INSTRUCTIONS FOR THE TASK:
Please present the lines from the one containing "Q: The stone" through the one containing "615, 279, 637, 321", both included, as a Markdown table with the columns Row and Line, leaving out any blank lines.

- - -

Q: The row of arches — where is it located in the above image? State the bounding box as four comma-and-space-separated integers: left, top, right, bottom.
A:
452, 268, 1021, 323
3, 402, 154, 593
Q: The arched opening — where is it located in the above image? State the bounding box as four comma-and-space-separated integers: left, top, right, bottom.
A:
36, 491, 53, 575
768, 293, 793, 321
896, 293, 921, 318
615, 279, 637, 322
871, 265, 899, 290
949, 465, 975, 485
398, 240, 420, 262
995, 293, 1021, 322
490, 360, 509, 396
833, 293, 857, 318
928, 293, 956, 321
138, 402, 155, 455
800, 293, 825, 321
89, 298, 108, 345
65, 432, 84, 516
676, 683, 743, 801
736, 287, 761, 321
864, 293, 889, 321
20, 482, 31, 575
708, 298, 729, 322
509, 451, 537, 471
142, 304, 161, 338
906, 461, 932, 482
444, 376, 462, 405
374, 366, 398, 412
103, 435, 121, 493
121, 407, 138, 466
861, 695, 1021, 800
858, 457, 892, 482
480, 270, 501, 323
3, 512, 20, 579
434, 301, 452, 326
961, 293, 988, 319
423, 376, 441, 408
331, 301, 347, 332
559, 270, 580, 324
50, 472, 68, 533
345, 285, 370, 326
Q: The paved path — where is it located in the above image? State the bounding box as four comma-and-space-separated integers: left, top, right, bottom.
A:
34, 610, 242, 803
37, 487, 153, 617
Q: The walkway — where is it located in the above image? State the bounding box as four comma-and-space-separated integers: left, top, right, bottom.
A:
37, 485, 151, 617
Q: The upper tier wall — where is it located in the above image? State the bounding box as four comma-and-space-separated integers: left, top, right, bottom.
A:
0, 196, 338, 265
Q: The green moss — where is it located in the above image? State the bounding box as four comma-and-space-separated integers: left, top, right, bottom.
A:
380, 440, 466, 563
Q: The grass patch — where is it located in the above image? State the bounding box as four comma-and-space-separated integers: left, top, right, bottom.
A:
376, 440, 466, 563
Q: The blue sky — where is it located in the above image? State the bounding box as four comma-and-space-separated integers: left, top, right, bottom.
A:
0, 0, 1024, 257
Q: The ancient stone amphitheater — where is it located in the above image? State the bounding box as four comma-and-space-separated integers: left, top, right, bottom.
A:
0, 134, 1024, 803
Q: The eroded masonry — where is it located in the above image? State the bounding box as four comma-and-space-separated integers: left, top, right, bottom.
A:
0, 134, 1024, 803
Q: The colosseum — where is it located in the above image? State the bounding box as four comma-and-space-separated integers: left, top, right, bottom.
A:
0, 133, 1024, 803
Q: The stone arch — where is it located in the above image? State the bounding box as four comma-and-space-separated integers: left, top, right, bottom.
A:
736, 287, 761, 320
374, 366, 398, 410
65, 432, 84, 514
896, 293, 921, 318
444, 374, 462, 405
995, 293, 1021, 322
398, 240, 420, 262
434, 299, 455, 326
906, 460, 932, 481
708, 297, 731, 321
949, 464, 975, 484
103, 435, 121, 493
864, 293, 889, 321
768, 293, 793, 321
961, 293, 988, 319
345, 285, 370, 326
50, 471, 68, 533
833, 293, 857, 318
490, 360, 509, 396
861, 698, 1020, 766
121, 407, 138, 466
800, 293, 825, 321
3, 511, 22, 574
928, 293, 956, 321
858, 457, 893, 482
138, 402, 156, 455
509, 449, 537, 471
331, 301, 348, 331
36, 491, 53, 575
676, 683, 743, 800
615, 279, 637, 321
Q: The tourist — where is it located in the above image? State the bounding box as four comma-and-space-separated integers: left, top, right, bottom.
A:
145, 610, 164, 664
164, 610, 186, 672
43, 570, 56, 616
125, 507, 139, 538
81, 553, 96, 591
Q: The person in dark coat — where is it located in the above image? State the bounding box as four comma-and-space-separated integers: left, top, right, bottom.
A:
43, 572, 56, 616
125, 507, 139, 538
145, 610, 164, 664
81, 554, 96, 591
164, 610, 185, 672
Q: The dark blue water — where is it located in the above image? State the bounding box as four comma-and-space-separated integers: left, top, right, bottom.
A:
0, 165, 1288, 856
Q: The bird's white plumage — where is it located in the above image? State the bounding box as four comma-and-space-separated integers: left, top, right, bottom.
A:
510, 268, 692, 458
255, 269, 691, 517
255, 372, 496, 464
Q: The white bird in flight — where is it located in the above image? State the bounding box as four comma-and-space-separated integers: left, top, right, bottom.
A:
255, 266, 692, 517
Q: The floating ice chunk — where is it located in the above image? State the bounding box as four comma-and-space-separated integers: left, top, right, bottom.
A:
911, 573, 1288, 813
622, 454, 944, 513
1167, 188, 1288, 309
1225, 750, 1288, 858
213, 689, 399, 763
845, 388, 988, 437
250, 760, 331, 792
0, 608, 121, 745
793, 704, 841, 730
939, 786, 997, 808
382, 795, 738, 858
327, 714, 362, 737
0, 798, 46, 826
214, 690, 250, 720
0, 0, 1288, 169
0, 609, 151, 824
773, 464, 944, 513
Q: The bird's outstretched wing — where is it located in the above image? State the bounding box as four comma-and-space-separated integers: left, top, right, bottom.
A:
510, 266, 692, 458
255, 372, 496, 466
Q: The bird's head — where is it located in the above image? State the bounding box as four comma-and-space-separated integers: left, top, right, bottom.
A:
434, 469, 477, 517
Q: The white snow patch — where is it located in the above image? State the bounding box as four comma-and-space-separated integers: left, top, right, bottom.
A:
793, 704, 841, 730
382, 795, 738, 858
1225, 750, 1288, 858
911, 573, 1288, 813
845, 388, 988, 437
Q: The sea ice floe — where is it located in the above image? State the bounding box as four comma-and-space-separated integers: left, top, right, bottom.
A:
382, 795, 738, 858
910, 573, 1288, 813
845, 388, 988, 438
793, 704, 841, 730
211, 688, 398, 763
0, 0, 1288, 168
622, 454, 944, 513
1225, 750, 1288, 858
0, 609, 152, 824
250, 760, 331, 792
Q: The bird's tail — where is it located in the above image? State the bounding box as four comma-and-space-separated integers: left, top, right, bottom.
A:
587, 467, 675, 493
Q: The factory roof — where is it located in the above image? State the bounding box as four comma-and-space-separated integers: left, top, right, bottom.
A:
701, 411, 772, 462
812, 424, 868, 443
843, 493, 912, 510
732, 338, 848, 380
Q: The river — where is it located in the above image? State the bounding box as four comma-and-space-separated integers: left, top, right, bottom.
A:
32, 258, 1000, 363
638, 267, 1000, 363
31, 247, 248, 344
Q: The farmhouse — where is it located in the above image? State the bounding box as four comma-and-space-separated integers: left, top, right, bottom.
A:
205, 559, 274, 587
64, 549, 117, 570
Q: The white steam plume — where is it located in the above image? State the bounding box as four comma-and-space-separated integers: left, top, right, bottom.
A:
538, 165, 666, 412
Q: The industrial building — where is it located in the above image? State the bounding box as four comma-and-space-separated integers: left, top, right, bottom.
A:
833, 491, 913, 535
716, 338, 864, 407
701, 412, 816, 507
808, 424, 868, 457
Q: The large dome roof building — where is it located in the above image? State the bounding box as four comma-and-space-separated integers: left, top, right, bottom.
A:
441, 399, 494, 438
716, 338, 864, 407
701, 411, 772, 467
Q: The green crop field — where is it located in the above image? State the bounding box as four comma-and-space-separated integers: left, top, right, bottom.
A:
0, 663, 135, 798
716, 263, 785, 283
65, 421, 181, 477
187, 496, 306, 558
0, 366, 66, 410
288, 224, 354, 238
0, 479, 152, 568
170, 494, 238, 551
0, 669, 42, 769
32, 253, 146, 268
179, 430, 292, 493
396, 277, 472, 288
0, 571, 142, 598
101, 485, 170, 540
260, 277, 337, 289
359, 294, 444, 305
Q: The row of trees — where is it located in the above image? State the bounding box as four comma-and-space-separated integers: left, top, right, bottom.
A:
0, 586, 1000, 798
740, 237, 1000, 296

- - -

WORKED ANSWER:
| Row | Line |
|---|---|
| 1 | Q: The stone arch — where is it located in the above image? State the bounding box as four comma-and-space-separated integers: left, top, right, bottom. |
| 2 | A: |
| 3 | 736, 287, 761, 320 |
| 4 | 374, 366, 398, 410 |
| 5 | 65, 432, 84, 514 |
| 6 | 896, 293, 921, 318 |
| 7 | 444, 374, 462, 405 |
| 8 | 995, 293, 1021, 322 |
| 9 | 398, 240, 420, 262 |
| 10 | 434, 299, 455, 326 |
| 11 | 906, 460, 932, 481 |
| 12 | 708, 297, 731, 321 |
| 13 | 949, 464, 975, 484 |
| 14 | 103, 435, 121, 493 |
| 15 | 864, 293, 889, 321 |
| 16 | 768, 293, 793, 321 |
| 17 | 961, 293, 988, 319 |
| 18 | 345, 285, 370, 326 |
| 19 | 50, 471, 68, 533 |
| 20 | 833, 293, 857, 318 |
| 21 | 490, 360, 509, 396 |
| 22 | 861, 698, 1020, 766 |
| 23 | 121, 407, 138, 466 |
| 24 | 800, 293, 825, 321 |
| 25 | 3, 511, 22, 574 |
| 26 | 928, 293, 956, 321 |
| 27 | 858, 457, 893, 482 |
| 28 | 138, 402, 156, 455 |
| 29 | 509, 449, 537, 471 |
| 30 | 331, 301, 348, 331 |
| 31 | 36, 491, 53, 575 |
| 32 | 676, 683, 743, 800 |
| 33 | 615, 279, 637, 321 |